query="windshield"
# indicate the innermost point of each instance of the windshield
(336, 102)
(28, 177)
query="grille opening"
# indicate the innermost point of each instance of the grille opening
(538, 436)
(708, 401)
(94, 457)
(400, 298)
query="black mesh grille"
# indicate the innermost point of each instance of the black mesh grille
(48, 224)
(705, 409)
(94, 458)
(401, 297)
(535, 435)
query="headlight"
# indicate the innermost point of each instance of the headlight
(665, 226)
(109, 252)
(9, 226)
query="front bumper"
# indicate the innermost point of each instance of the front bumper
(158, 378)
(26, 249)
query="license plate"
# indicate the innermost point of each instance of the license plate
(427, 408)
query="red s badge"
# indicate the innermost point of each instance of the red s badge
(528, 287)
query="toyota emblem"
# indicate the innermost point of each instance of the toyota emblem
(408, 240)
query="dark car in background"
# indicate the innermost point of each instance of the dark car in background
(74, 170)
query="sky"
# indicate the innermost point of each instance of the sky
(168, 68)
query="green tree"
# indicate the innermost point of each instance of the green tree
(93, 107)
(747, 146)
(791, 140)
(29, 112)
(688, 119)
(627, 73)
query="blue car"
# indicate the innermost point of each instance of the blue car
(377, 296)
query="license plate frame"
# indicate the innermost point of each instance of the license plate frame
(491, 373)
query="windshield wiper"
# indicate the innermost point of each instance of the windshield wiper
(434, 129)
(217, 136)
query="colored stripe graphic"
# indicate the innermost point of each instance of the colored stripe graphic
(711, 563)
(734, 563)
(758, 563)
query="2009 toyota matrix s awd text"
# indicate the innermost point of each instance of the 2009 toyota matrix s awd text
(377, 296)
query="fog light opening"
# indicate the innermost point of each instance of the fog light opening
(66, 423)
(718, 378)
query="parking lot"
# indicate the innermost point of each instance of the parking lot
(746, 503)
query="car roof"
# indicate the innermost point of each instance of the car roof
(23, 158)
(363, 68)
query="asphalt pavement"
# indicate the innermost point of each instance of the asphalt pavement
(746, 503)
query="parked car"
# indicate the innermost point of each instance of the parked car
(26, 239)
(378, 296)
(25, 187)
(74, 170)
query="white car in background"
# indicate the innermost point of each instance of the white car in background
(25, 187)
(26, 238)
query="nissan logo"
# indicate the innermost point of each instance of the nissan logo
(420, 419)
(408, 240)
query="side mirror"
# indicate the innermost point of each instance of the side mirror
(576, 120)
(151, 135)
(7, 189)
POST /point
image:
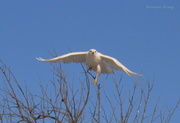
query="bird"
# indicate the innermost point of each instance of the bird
(94, 60)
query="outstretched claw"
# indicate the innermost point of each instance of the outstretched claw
(95, 81)
(88, 71)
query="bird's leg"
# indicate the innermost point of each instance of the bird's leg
(88, 71)
(98, 72)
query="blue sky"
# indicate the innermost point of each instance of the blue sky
(143, 35)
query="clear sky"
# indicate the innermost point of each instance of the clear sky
(144, 35)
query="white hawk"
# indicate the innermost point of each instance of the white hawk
(94, 60)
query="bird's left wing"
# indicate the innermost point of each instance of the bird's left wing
(112, 62)
(67, 58)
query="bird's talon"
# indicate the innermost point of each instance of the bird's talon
(95, 81)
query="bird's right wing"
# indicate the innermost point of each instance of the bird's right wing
(77, 57)
(112, 62)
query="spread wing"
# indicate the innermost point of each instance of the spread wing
(67, 58)
(113, 63)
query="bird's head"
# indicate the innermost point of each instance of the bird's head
(92, 51)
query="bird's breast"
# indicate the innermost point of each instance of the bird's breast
(92, 60)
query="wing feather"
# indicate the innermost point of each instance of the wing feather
(67, 58)
(114, 63)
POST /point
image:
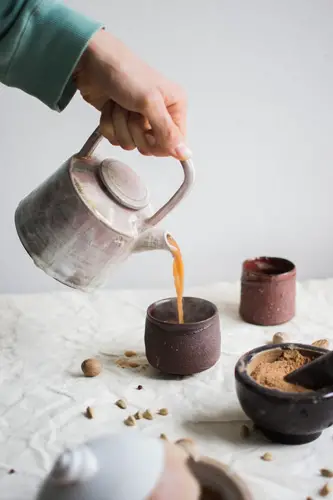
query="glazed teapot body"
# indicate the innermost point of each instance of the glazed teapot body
(89, 216)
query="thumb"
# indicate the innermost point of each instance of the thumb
(165, 137)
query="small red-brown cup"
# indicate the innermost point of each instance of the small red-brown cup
(268, 291)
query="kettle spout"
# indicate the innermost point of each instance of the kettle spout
(153, 239)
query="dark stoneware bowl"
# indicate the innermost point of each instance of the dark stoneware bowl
(182, 349)
(268, 291)
(283, 417)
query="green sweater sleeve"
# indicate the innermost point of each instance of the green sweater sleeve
(41, 42)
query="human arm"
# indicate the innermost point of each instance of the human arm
(41, 42)
(49, 50)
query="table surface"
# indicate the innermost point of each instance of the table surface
(44, 338)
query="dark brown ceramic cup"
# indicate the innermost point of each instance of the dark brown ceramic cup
(268, 291)
(182, 349)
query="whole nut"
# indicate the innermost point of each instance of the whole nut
(267, 457)
(90, 413)
(163, 411)
(324, 343)
(279, 338)
(147, 414)
(130, 421)
(91, 367)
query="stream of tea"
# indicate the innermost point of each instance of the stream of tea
(178, 274)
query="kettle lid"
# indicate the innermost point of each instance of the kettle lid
(123, 184)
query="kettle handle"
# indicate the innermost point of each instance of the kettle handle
(92, 143)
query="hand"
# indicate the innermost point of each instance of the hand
(139, 107)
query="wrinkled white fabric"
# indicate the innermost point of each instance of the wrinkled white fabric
(44, 339)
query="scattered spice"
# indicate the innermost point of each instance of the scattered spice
(279, 338)
(164, 412)
(121, 404)
(245, 431)
(267, 457)
(130, 421)
(326, 472)
(91, 367)
(188, 446)
(325, 490)
(130, 354)
(90, 413)
(271, 373)
(147, 414)
(133, 364)
(324, 343)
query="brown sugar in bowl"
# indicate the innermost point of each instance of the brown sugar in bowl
(283, 417)
(182, 349)
(268, 291)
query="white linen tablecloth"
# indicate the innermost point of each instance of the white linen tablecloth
(44, 338)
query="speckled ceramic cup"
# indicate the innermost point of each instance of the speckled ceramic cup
(182, 349)
(268, 291)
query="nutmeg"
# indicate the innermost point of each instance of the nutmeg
(91, 367)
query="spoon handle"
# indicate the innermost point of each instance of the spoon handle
(314, 375)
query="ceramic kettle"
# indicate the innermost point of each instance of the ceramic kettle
(89, 216)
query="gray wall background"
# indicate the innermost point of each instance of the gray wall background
(259, 76)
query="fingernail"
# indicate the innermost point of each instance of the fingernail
(151, 140)
(183, 152)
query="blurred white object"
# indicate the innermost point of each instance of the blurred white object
(114, 467)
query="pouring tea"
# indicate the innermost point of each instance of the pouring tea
(90, 215)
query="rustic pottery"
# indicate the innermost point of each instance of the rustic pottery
(182, 349)
(283, 417)
(268, 291)
(89, 216)
(217, 481)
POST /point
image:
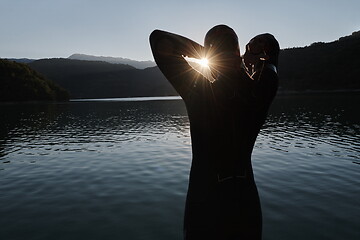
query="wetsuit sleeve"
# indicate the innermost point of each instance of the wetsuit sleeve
(169, 50)
(264, 92)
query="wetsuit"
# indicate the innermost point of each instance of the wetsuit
(225, 118)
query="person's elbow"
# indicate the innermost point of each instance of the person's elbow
(154, 37)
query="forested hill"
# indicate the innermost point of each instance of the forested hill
(322, 66)
(96, 79)
(18, 82)
(318, 67)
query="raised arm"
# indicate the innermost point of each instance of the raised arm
(169, 50)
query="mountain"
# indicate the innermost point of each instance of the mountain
(118, 60)
(322, 66)
(90, 79)
(21, 60)
(21, 83)
(319, 67)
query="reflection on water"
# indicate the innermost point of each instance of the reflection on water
(118, 170)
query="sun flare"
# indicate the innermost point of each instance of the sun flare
(203, 62)
(202, 66)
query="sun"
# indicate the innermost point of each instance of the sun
(201, 65)
(203, 62)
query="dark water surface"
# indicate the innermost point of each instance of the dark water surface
(119, 169)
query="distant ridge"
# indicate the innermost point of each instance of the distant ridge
(115, 60)
(320, 67)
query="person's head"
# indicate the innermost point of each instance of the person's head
(221, 46)
(263, 47)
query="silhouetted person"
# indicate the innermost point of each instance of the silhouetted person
(225, 118)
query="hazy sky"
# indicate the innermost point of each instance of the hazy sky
(59, 28)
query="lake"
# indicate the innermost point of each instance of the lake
(118, 169)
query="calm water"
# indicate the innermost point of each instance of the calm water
(119, 169)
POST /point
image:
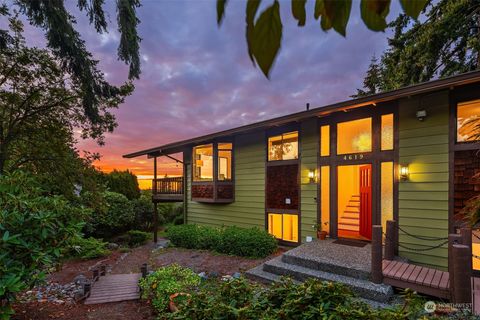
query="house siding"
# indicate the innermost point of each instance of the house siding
(309, 191)
(423, 198)
(248, 210)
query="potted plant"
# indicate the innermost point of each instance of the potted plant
(321, 234)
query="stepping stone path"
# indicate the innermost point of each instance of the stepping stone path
(115, 288)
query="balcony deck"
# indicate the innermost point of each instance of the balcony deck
(168, 189)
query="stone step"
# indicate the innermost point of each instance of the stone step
(351, 214)
(344, 269)
(364, 288)
(257, 274)
(350, 218)
(348, 227)
(347, 222)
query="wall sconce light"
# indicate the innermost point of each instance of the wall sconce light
(404, 172)
(311, 176)
(421, 115)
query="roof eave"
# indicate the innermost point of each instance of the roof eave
(446, 83)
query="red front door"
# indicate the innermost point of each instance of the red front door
(366, 201)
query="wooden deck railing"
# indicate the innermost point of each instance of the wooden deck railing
(173, 185)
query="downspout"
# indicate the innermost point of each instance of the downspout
(185, 195)
(155, 211)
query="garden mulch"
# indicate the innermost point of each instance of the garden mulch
(198, 260)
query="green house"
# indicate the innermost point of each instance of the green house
(405, 155)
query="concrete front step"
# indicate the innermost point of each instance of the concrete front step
(326, 266)
(364, 288)
(348, 227)
(347, 214)
(257, 274)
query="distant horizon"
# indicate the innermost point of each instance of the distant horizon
(197, 78)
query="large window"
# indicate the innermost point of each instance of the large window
(224, 162)
(325, 140)
(354, 136)
(203, 163)
(387, 132)
(283, 226)
(283, 147)
(468, 119)
(212, 173)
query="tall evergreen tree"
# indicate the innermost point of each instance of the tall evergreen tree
(446, 43)
(371, 82)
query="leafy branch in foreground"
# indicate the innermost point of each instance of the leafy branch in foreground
(446, 43)
(41, 106)
(69, 48)
(264, 35)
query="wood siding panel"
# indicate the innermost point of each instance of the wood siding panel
(248, 210)
(423, 199)
(309, 133)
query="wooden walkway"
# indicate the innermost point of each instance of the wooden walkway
(421, 279)
(114, 288)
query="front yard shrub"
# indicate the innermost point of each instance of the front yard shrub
(35, 232)
(192, 236)
(313, 299)
(113, 215)
(88, 248)
(137, 238)
(254, 243)
(158, 286)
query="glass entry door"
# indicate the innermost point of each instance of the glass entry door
(354, 201)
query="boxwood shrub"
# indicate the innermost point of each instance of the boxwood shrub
(253, 242)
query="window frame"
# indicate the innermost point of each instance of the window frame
(281, 134)
(194, 165)
(474, 143)
(215, 184)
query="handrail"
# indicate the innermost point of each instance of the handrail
(168, 185)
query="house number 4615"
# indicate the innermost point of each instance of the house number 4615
(353, 157)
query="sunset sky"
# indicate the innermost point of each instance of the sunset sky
(197, 78)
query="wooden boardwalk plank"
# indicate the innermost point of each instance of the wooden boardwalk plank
(115, 288)
(421, 279)
(401, 271)
(408, 272)
(421, 276)
(389, 267)
(429, 276)
(414, 275)
(436, 279)
(394, 268)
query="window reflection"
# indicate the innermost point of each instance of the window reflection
(283, 147)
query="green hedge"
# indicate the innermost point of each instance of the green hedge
(313, 299)
(254, 243)
(137, 238)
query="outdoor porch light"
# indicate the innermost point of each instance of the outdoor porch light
(404, 172)
(311, 176)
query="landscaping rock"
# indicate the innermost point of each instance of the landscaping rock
(54, 292)
(80, 279)
(112, 246)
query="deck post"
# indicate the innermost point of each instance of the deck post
(376, 263)
(390, 240)
(466, 233)
(144, 270)
(462, 271)
(155, 210)
(453, 238)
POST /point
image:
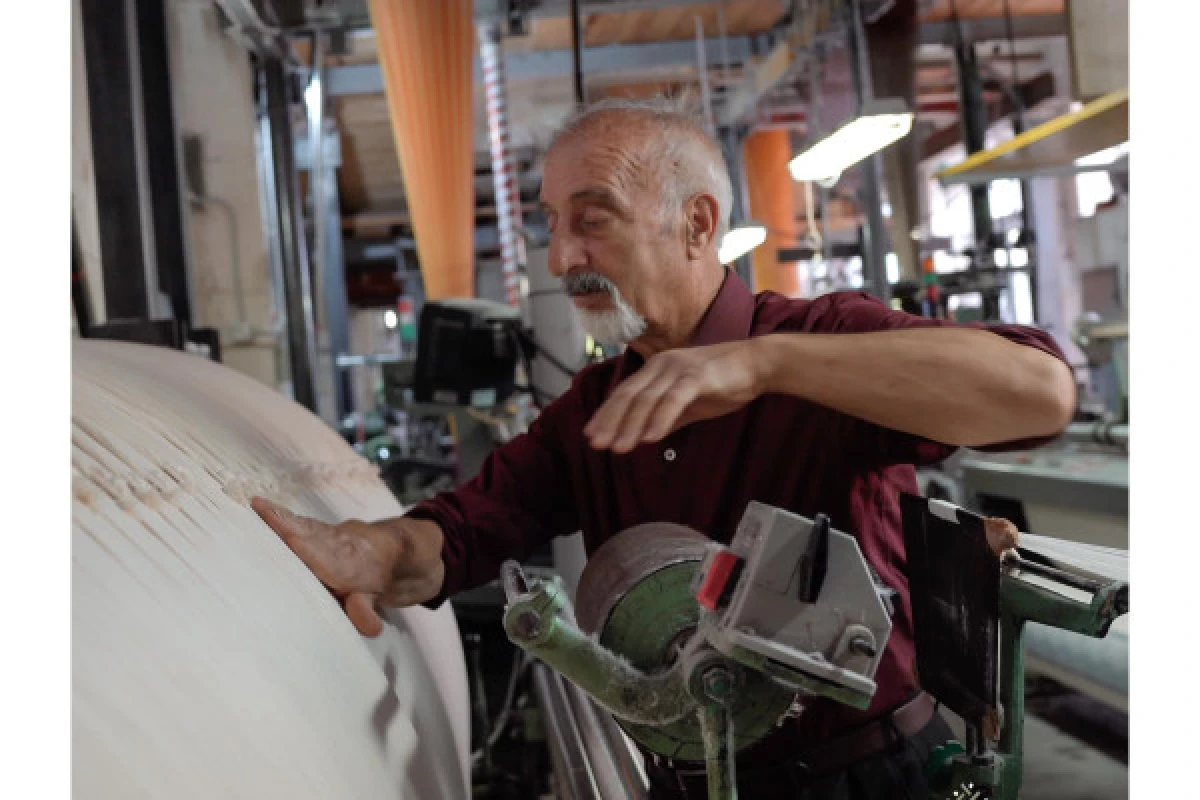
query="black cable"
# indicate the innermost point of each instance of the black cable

WORK TASK :: Each line above where the word "cable" occurs should be copied out.

TASK RESPONSE ::
query="black cable"
# indicate the innermost point of each instance of the black cable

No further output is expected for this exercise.